== EXTRACTED INFORMATION ==
↓

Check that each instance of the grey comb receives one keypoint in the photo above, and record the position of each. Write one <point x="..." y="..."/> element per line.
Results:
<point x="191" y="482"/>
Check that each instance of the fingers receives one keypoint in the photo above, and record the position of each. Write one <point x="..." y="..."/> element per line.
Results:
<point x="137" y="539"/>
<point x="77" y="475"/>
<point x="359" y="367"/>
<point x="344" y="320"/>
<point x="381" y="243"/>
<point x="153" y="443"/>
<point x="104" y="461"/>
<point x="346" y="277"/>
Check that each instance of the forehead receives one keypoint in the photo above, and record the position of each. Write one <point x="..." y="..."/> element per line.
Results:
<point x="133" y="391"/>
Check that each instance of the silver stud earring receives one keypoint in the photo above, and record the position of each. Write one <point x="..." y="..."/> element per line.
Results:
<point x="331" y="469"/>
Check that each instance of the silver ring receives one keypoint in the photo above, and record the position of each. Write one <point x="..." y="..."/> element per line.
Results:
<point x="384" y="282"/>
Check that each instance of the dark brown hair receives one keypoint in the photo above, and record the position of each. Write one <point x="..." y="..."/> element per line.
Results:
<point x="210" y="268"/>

↑

== TASK TO CARRY OUT ==
Write out each entry again, character for character.

== RESULT OF THIS EXERCISE ==
Check that each instance of the grey comb receives one keypoint in the photo above, and record the position of each. Write one <point x="..." y="..."/> element per line.
Results:
<point x="191" y="482"/>
Check that each instance of the fingers receives one keypoint in the photo above, and record the position of each. Write one <point x="..." y="..."/> element per line.
Results:
<point x="137" y="539"/>
<point x="77" y="475"/>
<point x="359" y="367"/>
<point x="344" y="320"/>
<point x="381" y="243"/>
<point x="153" y="443"/>
<point x="104" y="461"/>
<point x="346" y="277"/>
Check that each instance of the forehead receives one keypoint in the photo above, and record the position of each. Write one <point x="..." y="..."/> element per line.
Results:
<point x="133" y="391"/>
Check that each instance of the silver stud earring receives one keypoint in the photo above, and record the position of each. Write one <point x="..." y="..."/> element per line.
Results:
<point x="331" y="469"/>
Check that each instance of the silver ring receives one keypoint in the photo above, and record the position of each. Write one <point x="..." y="..."/> element per line.
Results:
<point x="384" y="282"/>
Check that each instance of the dark brown hair receives one keypoint in the photo above, and record the position of each. Write one <point x="..." y="..."/> element per line.
Results:
<point x="210" y="268"/>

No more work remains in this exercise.